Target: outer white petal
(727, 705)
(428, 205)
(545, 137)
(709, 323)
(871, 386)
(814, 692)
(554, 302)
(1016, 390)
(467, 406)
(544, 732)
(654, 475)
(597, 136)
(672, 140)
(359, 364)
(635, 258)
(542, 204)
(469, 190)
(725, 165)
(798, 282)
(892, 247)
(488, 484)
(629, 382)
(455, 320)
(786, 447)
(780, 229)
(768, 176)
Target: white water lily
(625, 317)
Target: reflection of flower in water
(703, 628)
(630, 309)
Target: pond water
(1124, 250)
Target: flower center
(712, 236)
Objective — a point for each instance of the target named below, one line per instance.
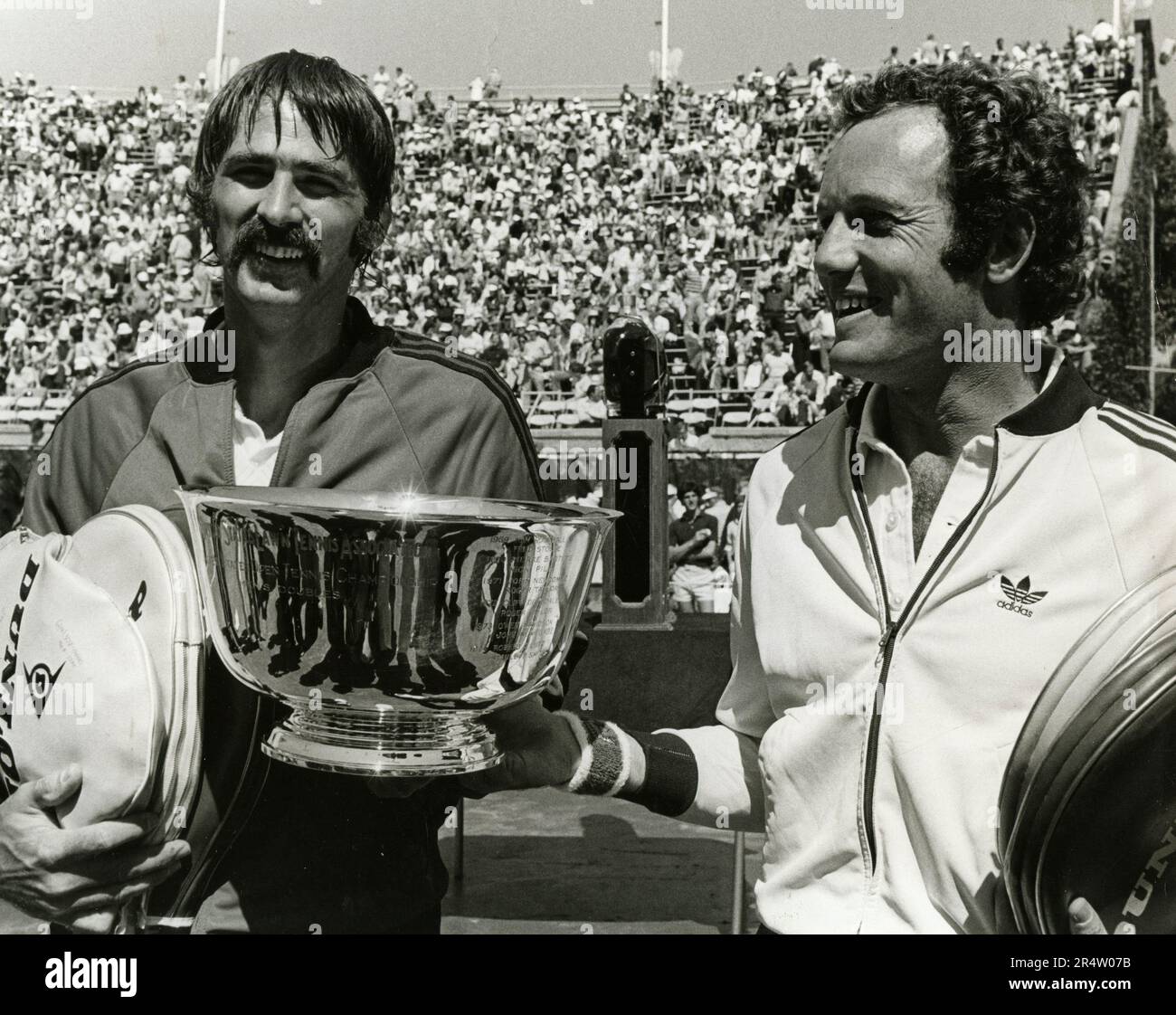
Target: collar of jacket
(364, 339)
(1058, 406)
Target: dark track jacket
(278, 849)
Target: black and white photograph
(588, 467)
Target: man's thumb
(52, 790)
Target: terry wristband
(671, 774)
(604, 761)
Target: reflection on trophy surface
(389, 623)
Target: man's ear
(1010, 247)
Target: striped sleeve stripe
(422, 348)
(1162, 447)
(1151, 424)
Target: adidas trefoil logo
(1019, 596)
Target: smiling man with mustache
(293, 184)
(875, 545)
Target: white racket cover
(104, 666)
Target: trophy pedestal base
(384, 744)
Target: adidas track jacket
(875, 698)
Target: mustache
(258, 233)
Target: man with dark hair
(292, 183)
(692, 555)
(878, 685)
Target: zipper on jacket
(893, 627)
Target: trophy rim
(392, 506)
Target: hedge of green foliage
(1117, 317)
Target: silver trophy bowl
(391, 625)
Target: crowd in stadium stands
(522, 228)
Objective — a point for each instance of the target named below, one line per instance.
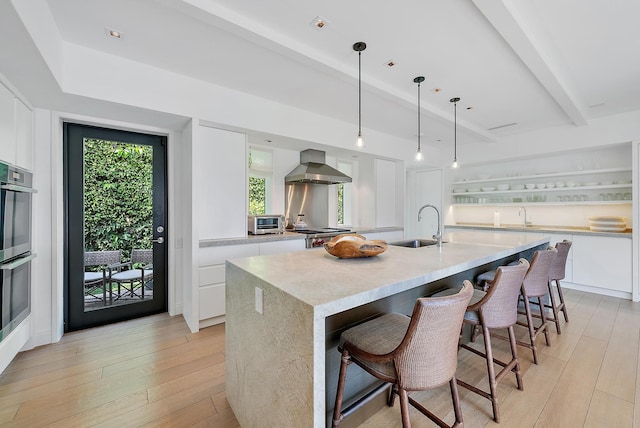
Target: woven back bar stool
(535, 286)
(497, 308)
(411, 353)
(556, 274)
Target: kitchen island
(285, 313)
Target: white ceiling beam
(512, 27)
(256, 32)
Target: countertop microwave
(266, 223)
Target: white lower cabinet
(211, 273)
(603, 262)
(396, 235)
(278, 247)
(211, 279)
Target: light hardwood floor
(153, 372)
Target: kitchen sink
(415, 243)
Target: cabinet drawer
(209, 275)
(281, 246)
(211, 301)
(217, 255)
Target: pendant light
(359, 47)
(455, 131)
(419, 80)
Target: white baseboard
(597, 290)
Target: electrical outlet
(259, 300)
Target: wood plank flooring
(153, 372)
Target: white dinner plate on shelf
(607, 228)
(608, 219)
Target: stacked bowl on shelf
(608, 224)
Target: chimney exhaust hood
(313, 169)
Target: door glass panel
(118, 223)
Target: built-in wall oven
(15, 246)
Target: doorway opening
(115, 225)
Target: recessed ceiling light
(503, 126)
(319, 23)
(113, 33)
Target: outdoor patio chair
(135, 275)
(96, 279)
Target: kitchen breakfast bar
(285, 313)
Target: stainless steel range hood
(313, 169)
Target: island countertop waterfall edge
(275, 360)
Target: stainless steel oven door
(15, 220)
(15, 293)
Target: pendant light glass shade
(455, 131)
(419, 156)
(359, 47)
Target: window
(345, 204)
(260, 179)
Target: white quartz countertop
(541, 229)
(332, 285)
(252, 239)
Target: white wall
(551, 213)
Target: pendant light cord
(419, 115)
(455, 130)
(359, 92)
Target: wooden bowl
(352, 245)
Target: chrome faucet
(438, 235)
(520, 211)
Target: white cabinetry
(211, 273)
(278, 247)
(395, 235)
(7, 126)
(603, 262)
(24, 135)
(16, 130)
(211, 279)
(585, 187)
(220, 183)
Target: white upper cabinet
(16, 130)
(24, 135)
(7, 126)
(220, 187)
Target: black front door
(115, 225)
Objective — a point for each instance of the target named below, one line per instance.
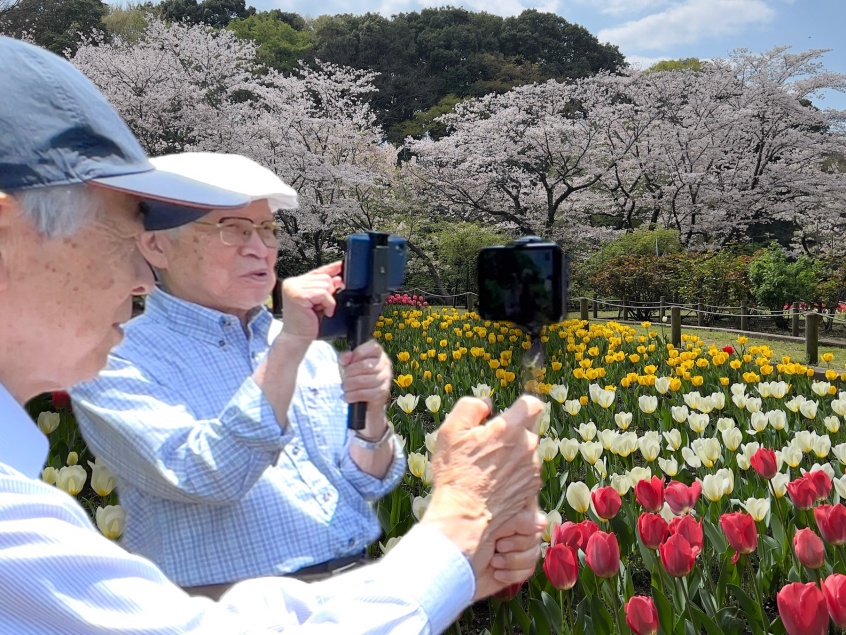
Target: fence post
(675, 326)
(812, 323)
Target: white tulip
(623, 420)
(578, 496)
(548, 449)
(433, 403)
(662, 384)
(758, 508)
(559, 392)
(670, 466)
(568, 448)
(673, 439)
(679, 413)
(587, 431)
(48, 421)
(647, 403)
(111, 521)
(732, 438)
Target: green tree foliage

□ □ □ □

(Stated goal) Output a faithful copy of the data, with each picture left out.

(Correct answer)
Target: outer white petal
(727, 705)
(428, 205)
(545, 137)
(709, 323)
(871, 386)
(814, 692)
(554, 302)
(1016, 390)
(467, 406)
(544, 732)
(654, 475)
(597, 136)
(672, 140)
(359, 364)
(635, 258)
(542, 204)
(469, 190)
(725, 165)
(798, 282)
(892, 247)
(488, 484)
(629, 382)
(455, 320)
(786, 447)
(780, 229)
(768, 176)
Target: white water lily
(625, 317)
Target: reflection of flower in water
(703, 628)
(630, 309)
Target: pond water
(1124, 250)
Target: flower center
(712, 236)
Objective — a point for each instance of the target named below, one line per instance.
Target: collar of jacket
(364, 339)
(1058, 406)
Target: dark track jacket
(278, 849)
Target: black and white photograph
(588, 467)
Target: man's thumb
(52, 790)
Target: terry wristband
(671, 774)
(604, 761)
Target: reflection on trophy surface
(389, 623)
Target: man's ear
(1010, 247)
Target: striped sleeve stripe
(422, 348)
(1162, 447)
(1151, 424)
Target: adidas trefoil logo
(1019, 596)
Target: smiling man with mustache
(293, 184)
(875, 545)
Target: white racket cover
(104, 666)
Target: trophy pedestal base
(384, 744)
Target: adidas track jacket
(875, 698)
Target: mustache
(258, 233)
Target: man with dark hair
(292, 183)
(692, 555)
(878, 685)
Target: zipper on jacket
(893, 627)
Target: trophy rim
(392, 506)
Target: hedge of green foliage
(1117, 317)
Target: silver trophy bowl
(391, 625)
Target: crowd in stadium stands
(522, 228)
Objective — a point for each instance of the target named below, one line per instance.
Target: woven back bar stool
(535, 286)
(497, 308)
(411, 353)
(556, 274)
Target: kitchen island
(285, 313)
Target: white ceiling beam
(512, 27)
(256, 32)
Target: countertop microwave
(266, 223)
Target: white lower cabinet
(211, 273)
(603, 262)
(396, 235)
(278, 247)
(211, 279)
Target: light hardwood floor
(153, 372)
Target: kitchen sink
(415, 243)
Target: cabinet drawer
(209, 275)
(281, 246)
(211, 301)
(217, 255)
Target: pendant light
(359, 47)
(455, 131)
(419, 80)
Target: white baseboard
(597, 290)
Target: electrical outlet
(259, 300)
Target: wood plank flooring
(153, 372)
Target: white dinner plate on shelf
(607, 228)
(608, 219)
Target: stacked bowl on shelf
(608, 224)
Target: chimney exhaust hood
(313, 169)
Target: door glass panel
(118, 223)
Target: built-in wall oven
(15, 246)
Target: doorway opening
(115, 225)
Target: recessed ceiling light
(503, 126)
(319, 23)
(113, 33)
Target: outdoor patio chair
(135, 275)
(96, 279)
Target: kitchen breakfast bar
(285, 313)
Target: stainless steel range hood
(313, 169)
Target: island countertop waterfall edge
(275, 360)
Target: stainless steel oven door
(15, 220)
(15, 293)
Target: pendant light glass shade
(455, 131)
(419, 156)
(359, 47)
Target: window
(345, 204)
(260, 179)
Target: white quartz countertop
(541, 229)
(332, 285)
(252, 239)
Target: white wall
(551, 213)
Target: pendant light cord
(419, 115)
(455, 130)
(359, 92)
Target: wooden bowl
(352, 245)
Target: chrome faucet
(438, 235)
(520, 211)
Target: white cabinetry
(211, 273)
(278, 247)
(395, 235)
(7, 126)
(603, 262)
(24, 135)
(16, 130)
(211, 279)
(585, 187)
(220, 183)
Target: white upper cabinet
(16, 130)
(24, 135)
(7, 126)
(220, 187)
Target: black front door
(115, 225)
Objective — a point for each instance of the target named below, one line per instance.
Target: fence post
(675, 326)
(812, 323)
Target: white tulip
(623, 420)
(578, 496)
(548, 449)
(433, 403)
(662, 384)
(758, 508)
(559, 392)
(670, 466)
(568, 448)
(673, 439)
(679, 413)
(587, 431)
(48, 421)
(647, 403)
(111, 521)
(732, 438)
Target: green tree foliage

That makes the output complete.